-------- Input rows --------
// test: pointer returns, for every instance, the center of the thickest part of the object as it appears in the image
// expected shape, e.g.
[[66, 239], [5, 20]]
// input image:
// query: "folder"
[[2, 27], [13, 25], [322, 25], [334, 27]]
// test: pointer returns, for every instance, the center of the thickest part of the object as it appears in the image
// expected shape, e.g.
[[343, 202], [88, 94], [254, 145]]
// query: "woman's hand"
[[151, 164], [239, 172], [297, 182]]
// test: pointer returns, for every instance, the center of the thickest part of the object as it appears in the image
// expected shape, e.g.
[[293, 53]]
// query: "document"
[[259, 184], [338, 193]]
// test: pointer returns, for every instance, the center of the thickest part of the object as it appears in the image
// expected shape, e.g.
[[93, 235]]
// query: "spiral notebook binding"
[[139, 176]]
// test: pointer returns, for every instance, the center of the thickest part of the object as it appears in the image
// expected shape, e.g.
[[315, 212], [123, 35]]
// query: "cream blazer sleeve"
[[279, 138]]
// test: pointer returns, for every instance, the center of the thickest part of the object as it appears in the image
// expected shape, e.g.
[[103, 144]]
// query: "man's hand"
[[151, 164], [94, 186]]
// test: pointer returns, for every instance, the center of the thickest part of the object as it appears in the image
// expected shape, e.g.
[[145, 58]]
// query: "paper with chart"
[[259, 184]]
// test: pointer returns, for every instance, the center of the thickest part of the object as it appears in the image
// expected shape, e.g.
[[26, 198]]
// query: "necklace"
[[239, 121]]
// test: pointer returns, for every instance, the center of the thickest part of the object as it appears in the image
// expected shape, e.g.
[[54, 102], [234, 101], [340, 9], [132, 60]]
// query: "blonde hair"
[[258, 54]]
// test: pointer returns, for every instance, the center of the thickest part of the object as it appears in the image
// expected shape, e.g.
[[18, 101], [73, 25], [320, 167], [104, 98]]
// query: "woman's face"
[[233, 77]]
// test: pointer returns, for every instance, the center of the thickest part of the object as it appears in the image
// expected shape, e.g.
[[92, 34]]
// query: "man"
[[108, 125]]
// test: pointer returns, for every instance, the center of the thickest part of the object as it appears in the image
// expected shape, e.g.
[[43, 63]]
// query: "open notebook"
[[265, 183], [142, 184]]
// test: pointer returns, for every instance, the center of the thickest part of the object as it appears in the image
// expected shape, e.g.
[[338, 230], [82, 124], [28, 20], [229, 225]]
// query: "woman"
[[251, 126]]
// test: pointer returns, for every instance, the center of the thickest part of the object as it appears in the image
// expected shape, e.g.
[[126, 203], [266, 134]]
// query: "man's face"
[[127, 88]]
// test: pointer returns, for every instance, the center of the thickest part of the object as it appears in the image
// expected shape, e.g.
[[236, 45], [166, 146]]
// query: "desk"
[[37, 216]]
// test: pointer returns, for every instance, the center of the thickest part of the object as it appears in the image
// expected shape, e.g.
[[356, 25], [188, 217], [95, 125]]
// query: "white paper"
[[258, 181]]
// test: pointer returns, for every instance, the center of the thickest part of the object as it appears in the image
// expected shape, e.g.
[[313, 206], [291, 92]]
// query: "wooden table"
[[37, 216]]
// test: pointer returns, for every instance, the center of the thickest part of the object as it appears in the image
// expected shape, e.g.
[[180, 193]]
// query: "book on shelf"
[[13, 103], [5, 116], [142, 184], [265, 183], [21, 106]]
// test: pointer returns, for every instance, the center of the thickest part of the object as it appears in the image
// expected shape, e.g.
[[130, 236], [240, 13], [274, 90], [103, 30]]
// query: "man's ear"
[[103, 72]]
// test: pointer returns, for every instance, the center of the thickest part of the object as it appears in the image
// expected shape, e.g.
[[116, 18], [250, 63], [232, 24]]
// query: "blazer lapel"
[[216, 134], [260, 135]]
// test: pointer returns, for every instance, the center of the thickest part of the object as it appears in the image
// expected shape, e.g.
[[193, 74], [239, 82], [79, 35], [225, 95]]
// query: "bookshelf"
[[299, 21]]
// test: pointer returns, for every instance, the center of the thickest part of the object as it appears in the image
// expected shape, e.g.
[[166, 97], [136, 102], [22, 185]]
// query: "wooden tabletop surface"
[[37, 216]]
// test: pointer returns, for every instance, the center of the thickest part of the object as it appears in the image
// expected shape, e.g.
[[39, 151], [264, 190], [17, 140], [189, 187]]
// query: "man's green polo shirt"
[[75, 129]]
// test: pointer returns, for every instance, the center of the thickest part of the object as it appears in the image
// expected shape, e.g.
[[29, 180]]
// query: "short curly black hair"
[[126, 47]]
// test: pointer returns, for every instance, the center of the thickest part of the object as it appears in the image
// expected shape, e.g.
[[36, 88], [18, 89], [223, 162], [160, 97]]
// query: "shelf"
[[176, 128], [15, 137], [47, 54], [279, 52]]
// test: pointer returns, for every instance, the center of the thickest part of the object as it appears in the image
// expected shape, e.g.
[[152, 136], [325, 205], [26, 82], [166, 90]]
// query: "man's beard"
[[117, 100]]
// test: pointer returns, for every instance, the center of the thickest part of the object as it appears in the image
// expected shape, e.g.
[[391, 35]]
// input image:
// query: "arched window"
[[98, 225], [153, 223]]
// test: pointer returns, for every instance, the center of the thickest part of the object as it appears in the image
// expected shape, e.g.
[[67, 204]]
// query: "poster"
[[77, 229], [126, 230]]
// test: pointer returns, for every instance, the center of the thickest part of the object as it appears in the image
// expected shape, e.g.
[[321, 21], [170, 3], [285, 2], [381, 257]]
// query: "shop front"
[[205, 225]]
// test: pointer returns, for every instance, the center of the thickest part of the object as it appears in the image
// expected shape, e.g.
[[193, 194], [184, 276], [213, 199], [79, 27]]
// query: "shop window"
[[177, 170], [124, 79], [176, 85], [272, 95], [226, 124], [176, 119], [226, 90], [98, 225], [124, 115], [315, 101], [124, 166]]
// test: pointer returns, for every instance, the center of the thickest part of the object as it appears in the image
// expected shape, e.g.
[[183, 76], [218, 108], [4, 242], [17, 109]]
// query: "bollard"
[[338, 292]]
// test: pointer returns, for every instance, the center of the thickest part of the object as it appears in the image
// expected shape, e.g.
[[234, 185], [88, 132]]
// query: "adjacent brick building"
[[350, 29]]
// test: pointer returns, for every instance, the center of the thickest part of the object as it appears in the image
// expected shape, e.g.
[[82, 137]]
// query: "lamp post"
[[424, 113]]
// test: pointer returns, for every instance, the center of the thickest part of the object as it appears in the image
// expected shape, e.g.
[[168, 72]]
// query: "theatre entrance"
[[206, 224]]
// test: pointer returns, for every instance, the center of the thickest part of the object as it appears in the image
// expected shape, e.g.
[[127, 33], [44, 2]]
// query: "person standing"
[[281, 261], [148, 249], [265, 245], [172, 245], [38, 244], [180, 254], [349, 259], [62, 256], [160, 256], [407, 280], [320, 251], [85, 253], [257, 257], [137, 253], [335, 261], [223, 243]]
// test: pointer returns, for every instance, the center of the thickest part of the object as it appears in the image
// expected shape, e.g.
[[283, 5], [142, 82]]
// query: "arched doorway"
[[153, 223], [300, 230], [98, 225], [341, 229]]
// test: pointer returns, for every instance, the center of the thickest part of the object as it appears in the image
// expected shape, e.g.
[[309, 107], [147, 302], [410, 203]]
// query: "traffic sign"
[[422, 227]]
--------
(Task statement): Repeat the data verbatim.

(Answer to this task):
// test: pointer returns, for every instance, the center of the thickest part of the object as it appears in the image
// expected shape, e.g.
[[66, 239], [5, 20]]
// input image:
// query: "folder"
[[2, 27], [13, 25], [322, 25], [334, 27]]
// test: pointer returns, for every instance, the center of the thickest part of the object as it appears in the image
// expected shape, e.g.
[[343, 202], [88, 94], [254, 145]]
// query: "woman's hand"
[[151, 164], [239, 172], [297, 182]]
// test: pointer returns, for every instance, the center of the thickest part of the object as it appears in the image
// expected shape, e.g.
[[293, 53]]
// query: "document"
[[259, 184], [338, 193]]
// test: pointer returns, for every instance, the center of the thickest part of the object as it appears in the image
// expected shape, e.g.
[[93, 235]]
// query: "spiral notebook binding"
[[139, 176]]
// test: pointer returns, for every instance, the center of the thickest part of the object as it appears in the image
// expected shape, e.g.
[[315, 212], [123, 35]]
// query: "cream blazer sleeve"
[[279, 138]]
// test: pointer returns, for every instance, the center of the thickest part of the object as it appears in the image
// expected shape, e.g.
[[103, 144]]
// query: "man's hand"
[[151, 164], [94, 186]]
// test: pointer returns, for every instance, the center of the thickest part of the object as it appears in the image
// expected shape, e.g.
[[145, 58]]
// query: "paper with chart"
[[259, 184]]
// test: pointer returns, for every instance, the center of the thickest part of the object as it appears in the image
// expected shape, e.g.
[[26, 198]]
// query: "necklace"
[[239, 121]]
// test: pointer returns, for every instance, the center of the thickest part of the object as it appears in the image
// expected shape, e.g.
[[54, 102], [234, 101], [340, 9], [132, 60]]
// query: "blonde hair"
[[258, 54]]
// test: pointer returns, for every instance, the center of the thickest part of the object as it appears in the image
// expected shape, e.g.
[[18, 101], [73, 25], [320, 167], [104, 98]]
// query: "woman's face"
[[233, 77]]
// test: pointer returns, for every instance, the center of the thickest part of the object as it appears in the image
// expected shape, e.g.
[[92, 34]]
// query: "man"
[[108, 125]]
// test: pointer returns, for every instance, the center of the thickest part of the object as it appears in the image
// expected shape, e.g.
[[43, 63]]
// query: "open notebook"
[[265, 183], [142, 184]]
// test: pointer returns, for every instance, the center of the thickest part of the object as it appears in the image
// expected shape, e.g.
[[338, 230], [82, 124], [28, 20], [229, 225]]
// query: "woman"
[[251, 126]]
// test: pointer returns, for every instance, the center of the thickest part of the object as it appears in the image
// expected shape, e.g.
[[126, 203], [266, 134]]
// query: "man's face"
[[127, 88]]
// test: pointer returns, for every instance, the center of the thickest part of the object as it appears in the image
// expected shape, e.g.
[[236, 45], [166, 146]]
// query: "desk"
[[37, 216]]
// test: pointer returns, for every instance, the center of the thickest part of the object as it appears in the image
// expected shape, e.g.
[[356, 25], [188, 217], [95, 125]]
// query: "white paper"
[[258, 181]]
// test: pointer returns, for every instance, the center of the thickest part of the object as it appears in the image
// expected shape, e.g.
[[313, 206], [291, 92]]
// query: "wooden table"
[[37, 216]]
// test: pointer returns, for every instance, the center of the thickest part of the object as it appears in the image
// expected shape, e.g.
[[180, 193]]
// query: "book on shelf"
[[13, 103], [5, 116], [142, 184], [265, 183], [21, 106]]
// test: pointer returns, for every instance, the center of the thickest part of the object as it appears in the image
// expected shape, e.g.
[[130, 236], [240, 13], [274, 90], [103, 30]]
// query: "man's ear"
[[103, 72]]
// test: pointer returns, for every instance, the center of the thickest part of the object as it appears in the image
// expected shape, e.g.
[[116, 18], [250, 63], [232, 24]]
// query: "blazer lapel"
[[216, 134], [260, 135]]
// test: pointer returns, for every instance, the center of the thickest part of the object as it appears in the image
// expected shape, e.g.
[[193, 74], [239, 82], [79, 35], [225, 95]]
// query: "bookshelf"
[[299, 21]]
// test: pointer returns, for every instance, the center of the thickest part of the object as it appears in the image
// expected shape, e.g.
[[166, 97], [136, 102], [22, 185]]
// query: "wooden tabletop surface"
[[37, 216]]
// test: pointer returns, for every instance, the center of the thickest part of the object as it appears in the image
// expected shape, e.g.
[[39, 151], [264, 190], [17, 140], [189, 187]]
// query: "man's green polo shirt"
[[75, 129]]
// test: pointer returns, for every instance, the center of the thickest part of the object as it appears in the image
// expected shape, e.g.
[[29, 180]]
// query: "short curly black hair"
[[126, 47]]
// test: pointer returns, for every instance, the center of the thickest part of the object as it appears in the image
// expected shape, e.g.
[[36, 88], [18, 89], [223, 162], [160, 97]]
// query: "shelf"
[[176, 128], [15, 137], [47, 54], [279, 52]]
// test: pointer returns, for every instance, the center of the thickest part of the object as it appears in the image
// expected shape, e.g.
[[152, 136], [325, 205], [26, 82], [166, 90]]
// query: "man's beard"
[[117, 100]]
// test: pointer returns, for every instance, the center of the thickest part of the object as it appears in the image
// expected shape, e.g.
[[391, 35]]
// input image:
// query: "arched window"
[[98, 225], [153, 223]]
// test: pointer returns, for every instance, the center of the thickest part of the object as it appears in the image
// expected shape, e.g.
[[67, 204]]
// query: "poster"
[[77, 229], [126, 230]]
// test: pointer returns, for every instance, the center of the thickest part of the object as it appears in the image
// expected shape, e.g.
[[321, 21], [170, 3], [285, 2], [381, 257]]
// query: "shop front"
[[205, 225]]
// test: pointer returns, for every instance, the center of the thickest part of the object as it appears in the image
// expected shape, e.g.
[[193, 194], [184, 276], [213, 199], [79, 27]]
// query: "shop window"
[[177, 170], [124, 79], [176, 85], [272, 95], [226, 124], [176, 119], [226, 90], [98, 225], [124, 115], [315, 101], [124, 166]]
// test: pointer returns, for every instance, the center of the thickest part of the object as it appears in the image
// expected shape, e.g.
[[183, 76], [218, 108], [4, 242], [17, 109]]
// query: "bollard"
[[338, 292]]
// test: pointer returns, for every instance, the center of the thickest part of the object as it appears in the image
// expected shape, e.g.
[[234, 185], [88, 132]]
// query: "adjacent brick building"
[[350, 29]]
// test: pointer returns, for every instance, the center of the thickest part of the object as it appears in the image
// expected shape, e.g.
[[82, 137]]
// query: "lamp post"
[[424, 113]]
// test: pointer returns, for every instance, the center of the thickest part of the object as it appears in the image
// expected shape, e.g.
[[168, 72]]
// query: "theatre entrance"
[[206, 224]]
// test: pointer returns, for every instance, the center of the thickest part of the object as it appears in the image
// expected shape, e.g.
[[127, 33], [44, 2]]
// query: "person standing"
[[281, 261], [148, 249], [265, 245], [172, 245], [38, 244], [180, 254], [349, 259], [62, 256], [160, 256], [407, 280], [320, 251], [85, 253], [257, 257], [137, 253], [335, 261], [223, 243]]
// test: pointer returns, for every instance, the center of the thickest part of the object as it appears in the image
// expected shape, e.g.
[[283, 5], [142, 82]]
// query: "arched doorway"
[[153, 223], [300, 230], [98, 225], [341, 229]]
// test: pointer returns, for every instance, the center of the thickest part of the object as it appears in the image
// expected shape, e.g.
[[309, 107], [147, 302], [410, 203]]
// query: "traffic sign"
[[422, 227]]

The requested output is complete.